◆ EXTRACTED TEXT
The name ‘Philopator’ meant that she, as it was hoped, would love her father, Ptolemy XII Auletes (the ‘Fluteplayer’).

 

‘Thea’ because, like all her royal, pharaonic ancestors, she was worshipped as a living goddess. She was Egyptian only in a geographical or geopolitical sense, but the overwhelming majority of her subjects were native Egyptians who thought and sometimes wrote in demotic Egyptian. That native majority, especially through their religion, continued to revere the memory of their old pre-Ptolemaic Pharaohs. In order to keep the powerful native priesthood happy or at least on their side, the Ptolemies had to become Pharaohs, be crowned at the old capital of Memphis, and represented on coinage and temples. However, they ruled Egypt from Alexandria in the western delta of the Nile.

 

Q: Netflix has a new docudrama, Queen Cleopatra, with Adele James in the title role. Can you talk about the controversy behind this project?

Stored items
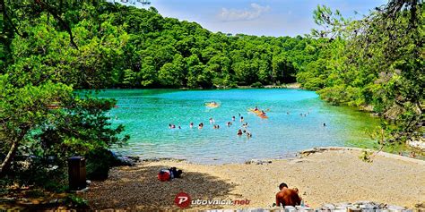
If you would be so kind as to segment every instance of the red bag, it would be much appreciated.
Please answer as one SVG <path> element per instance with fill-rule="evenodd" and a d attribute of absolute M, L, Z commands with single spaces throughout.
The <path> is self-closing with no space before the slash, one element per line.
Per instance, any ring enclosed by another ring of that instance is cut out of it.
<path fill-rule="evenodd" d="M 158 174 L 158 180 L 161 182 L 169 181 L 169 170 L 160 170 Z"/>

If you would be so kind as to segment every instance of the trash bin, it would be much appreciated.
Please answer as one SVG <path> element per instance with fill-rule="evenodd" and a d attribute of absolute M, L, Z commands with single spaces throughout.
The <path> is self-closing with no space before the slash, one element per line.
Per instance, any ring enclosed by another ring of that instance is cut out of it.
<path fill-rule="evenodd" d="M 84 157 L 71 157 L 68 158 L 68 181 L 70 191 L 80 191 L 87 187 Z"/>

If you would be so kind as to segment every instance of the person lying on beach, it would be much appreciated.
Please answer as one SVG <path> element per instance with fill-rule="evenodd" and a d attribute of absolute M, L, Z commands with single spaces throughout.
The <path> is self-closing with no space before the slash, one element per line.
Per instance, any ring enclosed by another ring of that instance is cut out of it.
<path fill-rule="evenodd" d="M 301 204 L 301 198 L 298 195 L 298 189 L 288 189 L 288 185 L 285 182 L 282 182 L 279 185 L 281 190 L 276 193 L 276 205 L 277 206 L 299 206 Z"/>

◆ TASKS AND EXERCISES
1) Using the Cleopatra excerpt, decide whether each statement agrees with it: (a) The Ptolemies ruled Egypt from Memphis. (b) Most of Cleopatra's subjects were native Egyptians. (c) Ptolemy XII was known as the "Fluteplayer." For each, answer yes or no and quote the words from the excerpt that settle it.
2) Carry on the Cleopatra excerpt, picking up right after its last sentence.

◆ EXPECTED RESPONSES
1)
(a) No: "they ruled Egypt from Alexandria in the western delta of the Nile."
(b) Yes: "the overwhelming majority of her subjects were native Egyptians"
(c) Yes: "Ptolemy XII Auletes (the ‘Fluteplayer’)"

2)
queen cleopatra netflix
Poster for the Netflix series Queen Cleopatra, via IMDB

 

A: Netflix is calling it a ‘documentary’, which implies a higher standard of historical accuracy than, say, a fictionalized movie such as 300 or Troy. The controversy concerns the casting of the title role, which has gone to a black British woman actor, Adele James. It is this time, not just the usual racist suspects who are protesting. It is also many Egyptians who, though geographically African, are mostly of Arab heritage.

 

Had the filmmakers merely ‘cross-race-cast’ Adele James, that is, asked viewers to regard her Cleopatra as a case of ‘color-blind’ casting, controversy would still have been aroused, but in a quite different, less toxic way. Instead, they doubled down on James’s own ethnicity, claiming that it was a historically authentic representation of the actual Queen Cleopatra VII since she actually was black. That stance merely increased the number of objectors, including most professional ancient historians such as myself who are equally convinced that Cleopatra was not.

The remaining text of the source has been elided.